= THE TASK =
Give back all the data exactly, line by line.

Start of Block

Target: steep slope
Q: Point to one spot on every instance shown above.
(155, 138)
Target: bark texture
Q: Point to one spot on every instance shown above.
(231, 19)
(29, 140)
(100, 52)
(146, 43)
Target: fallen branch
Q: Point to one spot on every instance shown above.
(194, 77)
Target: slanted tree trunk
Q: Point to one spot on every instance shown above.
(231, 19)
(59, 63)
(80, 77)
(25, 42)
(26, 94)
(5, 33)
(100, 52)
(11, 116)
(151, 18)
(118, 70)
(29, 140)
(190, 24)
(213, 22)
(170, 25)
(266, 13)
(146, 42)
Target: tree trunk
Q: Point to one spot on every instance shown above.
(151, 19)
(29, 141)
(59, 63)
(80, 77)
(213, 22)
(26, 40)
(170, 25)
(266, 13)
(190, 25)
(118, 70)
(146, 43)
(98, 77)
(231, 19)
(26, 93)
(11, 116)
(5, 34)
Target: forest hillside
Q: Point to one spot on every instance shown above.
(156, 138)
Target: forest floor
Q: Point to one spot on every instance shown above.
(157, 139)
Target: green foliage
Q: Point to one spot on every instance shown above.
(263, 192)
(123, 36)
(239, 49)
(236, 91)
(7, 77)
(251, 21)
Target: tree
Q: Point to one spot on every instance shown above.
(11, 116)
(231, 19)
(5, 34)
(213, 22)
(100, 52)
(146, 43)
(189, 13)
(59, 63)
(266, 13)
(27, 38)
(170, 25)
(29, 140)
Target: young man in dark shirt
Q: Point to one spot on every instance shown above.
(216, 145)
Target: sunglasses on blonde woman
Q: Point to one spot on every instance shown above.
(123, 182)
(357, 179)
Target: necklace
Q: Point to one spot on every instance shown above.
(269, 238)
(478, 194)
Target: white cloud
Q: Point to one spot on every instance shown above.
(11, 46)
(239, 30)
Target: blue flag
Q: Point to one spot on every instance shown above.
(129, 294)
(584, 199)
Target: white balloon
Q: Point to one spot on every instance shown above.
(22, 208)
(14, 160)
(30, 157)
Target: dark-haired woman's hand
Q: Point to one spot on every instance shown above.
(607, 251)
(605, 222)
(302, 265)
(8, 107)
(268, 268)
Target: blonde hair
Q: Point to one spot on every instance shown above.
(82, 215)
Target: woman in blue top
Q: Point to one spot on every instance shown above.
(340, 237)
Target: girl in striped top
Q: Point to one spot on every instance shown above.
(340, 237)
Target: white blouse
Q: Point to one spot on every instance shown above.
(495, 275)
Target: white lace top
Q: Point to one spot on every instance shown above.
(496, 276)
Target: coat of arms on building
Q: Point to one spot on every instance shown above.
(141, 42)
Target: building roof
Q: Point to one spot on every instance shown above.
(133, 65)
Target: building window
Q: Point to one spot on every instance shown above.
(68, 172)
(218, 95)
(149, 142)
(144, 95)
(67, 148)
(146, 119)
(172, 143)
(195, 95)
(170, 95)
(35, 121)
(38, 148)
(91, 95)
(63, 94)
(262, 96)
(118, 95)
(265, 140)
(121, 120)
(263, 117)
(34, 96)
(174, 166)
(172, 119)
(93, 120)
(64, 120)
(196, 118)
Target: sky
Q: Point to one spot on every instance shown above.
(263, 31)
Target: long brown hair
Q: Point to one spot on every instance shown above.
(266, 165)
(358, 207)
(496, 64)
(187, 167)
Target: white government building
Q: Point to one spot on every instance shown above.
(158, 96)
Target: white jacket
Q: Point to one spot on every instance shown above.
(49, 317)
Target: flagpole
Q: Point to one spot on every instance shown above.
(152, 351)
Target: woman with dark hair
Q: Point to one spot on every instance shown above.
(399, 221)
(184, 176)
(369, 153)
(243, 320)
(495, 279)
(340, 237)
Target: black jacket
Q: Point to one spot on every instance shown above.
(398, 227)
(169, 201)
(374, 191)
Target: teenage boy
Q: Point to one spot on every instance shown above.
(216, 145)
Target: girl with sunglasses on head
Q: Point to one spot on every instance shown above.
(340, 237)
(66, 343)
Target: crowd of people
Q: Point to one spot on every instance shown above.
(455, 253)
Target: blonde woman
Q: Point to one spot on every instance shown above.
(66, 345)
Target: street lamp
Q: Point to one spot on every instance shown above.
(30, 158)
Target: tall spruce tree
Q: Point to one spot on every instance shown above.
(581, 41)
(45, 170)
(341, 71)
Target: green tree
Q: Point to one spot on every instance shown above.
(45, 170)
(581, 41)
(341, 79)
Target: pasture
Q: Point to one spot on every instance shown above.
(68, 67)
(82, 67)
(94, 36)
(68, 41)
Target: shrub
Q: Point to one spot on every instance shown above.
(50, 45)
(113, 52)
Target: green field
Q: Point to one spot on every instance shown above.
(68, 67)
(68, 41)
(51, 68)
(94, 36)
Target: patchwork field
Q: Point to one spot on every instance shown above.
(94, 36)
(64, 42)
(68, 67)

End of Block

= SOLVED PROBLEM =
Target: steep slope
Q: Point to one spot on every instance shown above.
(155, 138)
Target: bark texture
Q: Point to one spot on every instance shown above.
(231, 19)
(29, 140)
(100, 52)
(146, 43)
Target: fallen branch
Q: Point to one spot on every instance shown above.
(194, 77)
Target: slanted tree trunk
Q: Point to one spot on every instance shown above.
(231, 19)
(59, 63)
(80, 77)
(25, 42)
(26, 94)
(5, 33)
(100, 52)
(11, 116)
(151, 18)
(118, 70)
(29, 140)
(190, 24)
(213, 22)
(170, 25)
(266, 13)
(146, 42)
Target: tree trunk
Q: Point to one spot on every instance shown above.
(151, 19)
(29, 141)
(59, 63)
(80, 77)
(213, 22)
(26, 40)
(170, 25)
(266, 13)
(190, 25)
(118, 70)
(146, 43)
(98, 77)
(231, 19)
(26, 93)
(11, 116)
(5, 34)
Target: forest hillside
Q: Point to one spot on every instance shown above.
(156, 138)
Target: forest floor
Q: Point to one spot on every instance shown above.
(157, 139)
Target: green foliage
Q: Point to one spot on every instance shown above.
(263, 192)
(123, 36)
(239, 49)
(236, 91)
(7, 77)
(251, 21)
Target: tree
Q: Point to one spot on every instance shown above.
(11, 116)
(231, 19)
(5, 34)
(213, 22)
(100, 52)
(146, 43)
(189, 13)
(59, 63)
(266, 13)
(27, 38)
(170, 25)
(29, 140)
Target: young man in dark shirt
Q: Point to one spot on every instance shown above.
(216, 145)
Target: sunglasses on blonde woman
Q: Point to one spot on every instance shown above.
(123, 182)
(357, 179)
Target: necklace
Q: Point to one spot on every instance shown above.
(269, 238)
(478, 194)
Target: white cloud
Q: Point to one spot on every instance shown above.
(11, 46)
(239, 30)
Target: blue flag
Q: Point to one spot on every instance shown above.
(129, 294)
(584, 199)
Target: white balloon
Q: Point to one spot on every instance shown above.
(22, 208)
(14, 160)
(30, 157)
Target: dark-haired woman's hand
Q: Point to one spot on every instance shown above.
(607, 251)
(605, 222)
(302, 265)
(8, 107)
(268, 268)
Target: blonde hair
Q: Point to one spot on every instance shown above.
(82, 215)
Target: woman in blue top
Q: Point to one spot on every instance shown above.
(340, 237)
Target: girl in striped top
Q: Point to one spot on every instance shown above.
(340, 237)
Target: white blouse
Q: Point to one spot on every instance shown above.
(495, 275)
Target: white lace top
Q: Point to one spot on every instance shown above.
(496, 276)
Target: coat of arms on building
Q: Point to one spot on every instance shown above.
(141, 42)
Target: building roof
Q: Point to one spot on every instance shown above.
(133, 65)
Target: building window
Q: Point to one spot on every instance shown above.
(68, 172)
(218, 95)
(149, 142)
(144, 95)
(67, 148)
(146, 119)
(172, 143)
(195, 95)
(170, 95)
(35, 121)
(38, 148)
(91, 95)
(63, 94)
(262, 96)
(118, 95)
(265, 140)
(121, 120)
(263, 117)
(34, 96)
(174, 166)
(172, 119)
(93, 120)
(64, 120)
(196, 118)
Target: sky
Q: Point to one spot on every instance shown above.
(263, 31)
Target: long brown hair
Q: Point to one spot on every instance shown above.
(266, 165)
(358, 207)
(496, 64)
(187, 167)
Target: white government building
Q: Point to one spot on every instance shown above.
(158, 96)
Target: white jacket
Q: Point to one spot on every instance shown above.
(49, 317)
Target: flagpole
Q: Point to one spot on every instance shown above.
(152, 351)
Target: woman with dark hair
Q: Point to one spot on every instance shown above.
(399, 221)
(184, 176)
(369, 153)
(243, 320)
(495, 279)
(340, 237)
Target: black jacket
Q: Point to one spot on every instance shown above.
(398, 227)
(169, 201)
(374, 191)
Target: teenage boy
Q: Point to one spot on every instance shown above.
(216, 145)
Target: girl with sunglasses on head
Q: Point to one spot on every instance shown above.
(340, 237)
(66, 343)
Target: crowd of people
Q: Point to one spot on every instance shown above.
(455, 253)
Target: blonde woman
Q: Point to one spot on every instance shown above.
(66, 345)
Target: street lamp
Q: Point to one spot on every instance shown above.
(30, 158)
Target: tall spruce tree
Q: Point to one spot on every instance shown above.
(581, 41)
(45, 170)
(341, 71)
Target: green tree
Q: Point to one spot on every instance shown above.
(45, 170)
(581, 41)
(341, 79)
Target: pasture
Q: Point to one spot on every instance shown above.
(68, 67)
(82, 67)
(94, 36)
(68, 41)
Target: shrub
Q: Point to one spot on every instance shown above.
(50, 45)
(113, 52)
Target: green field
Q: Point to one spot on every instance shown above.
(68, 67)
(68, 41)
(51, 68)
(94, 36)
Target: patchwork field
Q: Point to one spot on every instance shown above.
(94, 36)
(64, 42)
(68, 67)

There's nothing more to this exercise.